**Requirements**
Quote the entries that follow exactly, leaving none out.

**Recorded information**
::::

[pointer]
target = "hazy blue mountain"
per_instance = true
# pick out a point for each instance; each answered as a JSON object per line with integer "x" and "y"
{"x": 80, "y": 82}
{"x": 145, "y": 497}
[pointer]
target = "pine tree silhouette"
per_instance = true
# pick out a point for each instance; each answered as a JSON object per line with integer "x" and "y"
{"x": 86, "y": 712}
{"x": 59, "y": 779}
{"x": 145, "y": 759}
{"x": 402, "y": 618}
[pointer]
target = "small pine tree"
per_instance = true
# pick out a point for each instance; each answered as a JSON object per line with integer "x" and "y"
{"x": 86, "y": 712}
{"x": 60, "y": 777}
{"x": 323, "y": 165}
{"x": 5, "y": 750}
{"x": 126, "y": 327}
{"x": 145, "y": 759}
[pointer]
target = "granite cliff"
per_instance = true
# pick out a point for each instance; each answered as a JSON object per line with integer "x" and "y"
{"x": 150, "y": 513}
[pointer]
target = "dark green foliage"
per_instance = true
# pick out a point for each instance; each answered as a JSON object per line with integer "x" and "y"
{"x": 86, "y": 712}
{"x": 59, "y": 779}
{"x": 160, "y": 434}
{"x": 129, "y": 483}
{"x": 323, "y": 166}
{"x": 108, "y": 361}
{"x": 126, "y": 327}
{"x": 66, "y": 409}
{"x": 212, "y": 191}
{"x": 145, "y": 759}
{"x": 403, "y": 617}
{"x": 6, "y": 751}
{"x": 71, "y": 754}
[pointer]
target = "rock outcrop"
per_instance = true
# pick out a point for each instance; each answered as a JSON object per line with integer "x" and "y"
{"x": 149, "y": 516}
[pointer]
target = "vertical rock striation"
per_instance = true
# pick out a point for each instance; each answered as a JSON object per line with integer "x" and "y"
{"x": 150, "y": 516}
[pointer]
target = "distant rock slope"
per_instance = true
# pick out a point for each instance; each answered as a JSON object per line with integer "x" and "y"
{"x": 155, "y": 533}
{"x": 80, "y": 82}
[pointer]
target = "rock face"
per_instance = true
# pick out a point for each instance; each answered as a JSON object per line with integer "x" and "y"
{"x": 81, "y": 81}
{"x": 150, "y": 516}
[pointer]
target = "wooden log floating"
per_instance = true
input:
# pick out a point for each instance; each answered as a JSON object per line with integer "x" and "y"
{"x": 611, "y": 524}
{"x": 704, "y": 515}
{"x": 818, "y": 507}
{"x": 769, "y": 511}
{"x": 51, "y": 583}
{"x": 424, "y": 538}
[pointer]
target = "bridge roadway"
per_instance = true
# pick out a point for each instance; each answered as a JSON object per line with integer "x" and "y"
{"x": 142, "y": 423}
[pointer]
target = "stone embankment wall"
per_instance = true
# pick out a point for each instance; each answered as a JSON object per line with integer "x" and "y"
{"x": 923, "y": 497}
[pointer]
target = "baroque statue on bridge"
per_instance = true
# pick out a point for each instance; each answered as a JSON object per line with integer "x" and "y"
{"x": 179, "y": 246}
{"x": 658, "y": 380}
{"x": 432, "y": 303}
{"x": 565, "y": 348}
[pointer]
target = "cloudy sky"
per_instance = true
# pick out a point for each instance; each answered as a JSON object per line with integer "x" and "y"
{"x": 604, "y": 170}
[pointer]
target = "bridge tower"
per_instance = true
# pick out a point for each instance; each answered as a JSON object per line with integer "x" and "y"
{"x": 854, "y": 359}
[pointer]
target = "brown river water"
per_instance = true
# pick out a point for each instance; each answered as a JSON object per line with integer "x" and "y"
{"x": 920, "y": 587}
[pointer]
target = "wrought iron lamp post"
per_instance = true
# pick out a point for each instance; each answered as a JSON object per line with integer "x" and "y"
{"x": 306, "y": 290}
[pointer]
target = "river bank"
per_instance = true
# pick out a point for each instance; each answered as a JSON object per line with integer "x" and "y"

::::

**Written response**
[pointer]
target = "hazy blue mountain"
per_instance = true
# pick out a point for each instance; each answered as a JSON object per line with integer "x" and "y"
{"x": 80, "y": 82}
{"x": 145, "y": 497}
[pointer]
target = "pine tree silhouette"
per_instance = true
# pick out a point for each instance; each answered as a JSON object per line with integer "x" and "y"
{"x": 86, "y": 712}
{"x": 59, "y": 779}
{"x": 145, "y": 759}
{"x": 402, "y": 618}
[pointer]
target = "small pine tree"
per_instance = true
# pick out a point for each instance; each answered as a JSON object per line with integer "x" and "y"
{"x": 86, "y": 712}
{"x": 60, "y": 777}
{"x": 323, "y": 165}
{"x": 5, "y": 750}
{"x": 126, "y": 327}
{"x": 145, "y": 759}
[pointer]
target = "granite cliff"
per_instance = true
# pick out a point for each instance; each answered as a JSON object per line with integer "x" and "y"
{"x": 150, "y": 513}
[pointer]
target = "dark green foliage"
per_instance = true
# pick out a point for each instance; each answered as a JSON object per line with integer "x" and "y"
{"x": 86, "y": 712}
{"x": 59, "y": 779}
{"x": 160, "y": 434}
{"x": 129, "y": 483}
{"x": 323, "y": 166}
{"x": 108, "y": 361}
{"x": 126, "y": 327}
{"x": 66, "y": 409}
{"x": 212, "y": 191}
{"x": 145, "y": 759}
{"x": 403, "y": 617}
{"x": 6, "y": 751}
{"x": 71, "y": 754}
[pointer]
target = "rock outcrop"
per_instance = true
# pick out a point for each instance; each answered as a JSON object per line with integer "x" and "y"
{"x": 149, "y": 516}
[pointer]
target = "vertical rock striation"
per_instance = true
# pick out a point for each instance; each answered as a JSON object per line with integer "x" and "y"
{"x": 150, "y": 516}
[pointer]
target = "distant rock slope"
per_instance = true
# pick out a point for each instance; each answered as a JSON object per line with integer "x" and "y"
{"x": 155, "y": 533}
{"x": 80, "y": 82}
[pointer]
target = "rock face"
per_instance = true
# pick out a point for each instance; each answered as a JSON object per line with integer "x" and "y"
{"x": 81, "y": 81}
{"x": 150, "y": 516}
[pointer]
target = "wooden log floating"
per_instance = true
input:
# pick out a point for each instance; each answered as a JSON object per line with integer "x" and "y"
{"x": 611, "y": 524}
{"x": 704, "y": 515}
{"x": 818, "y": 507}
{"x": 769, "y": 511}
{"x": 51, "y": 583}
{"x": 424, "y": 538}
[pointer]
target = "bridge roadway"
per_instance = true
# pick out a point for each instance; each answered as a JSON object per line with integer "x" and "y"
{"x": 142, "y": 423}
[pointer]
target = "stone embankment wall"
per_instance = true
# pick out a point for each instance; each answered as a JSON object per line with integer "x" and "y"
{"x": 923, "y": 497}
[pointer]
target = "baroque statue on bridge"
per_instance = true
# pick out a point for each instance; each answered as a JSON object per line with integer "x" and "y"
{"x": 179, "y": 246}
{"x": 658, "y": 380}
{"x": 432, "y": 303}
{"x": 565, "y": 348}
[pointer]
target = "cloudy sky"
per_instance = true
# pick out a point for each instance; each answered as a JSON object per line with integer "x" and "y"
{"x": 604, "y": 170}
[pointer]
target = "bridge tower"
per_instance = true
# pick out a point for each instance; each answered as a JSON object per line with integer "x" and "y"
{"x": 854, "y": 359}
[pointer]
target = "brown river water"
per_instance = true
# pick out a point for each instance; each answered as a JSON object per line with integer "x" and "y"
{"x": 920, "y": 587}
[pointer]
target = "wrought iron lamp post"
per_instance = true
# pick out a point for each instance; each answered as a JSON object per line with integer "x" and "y"
{"x": 306, "y": 290}
[pointer]
target = "river bank"
per_instance = true
# pick out a point for each instance; each answered as a JSON object per line with integer "x" and "y"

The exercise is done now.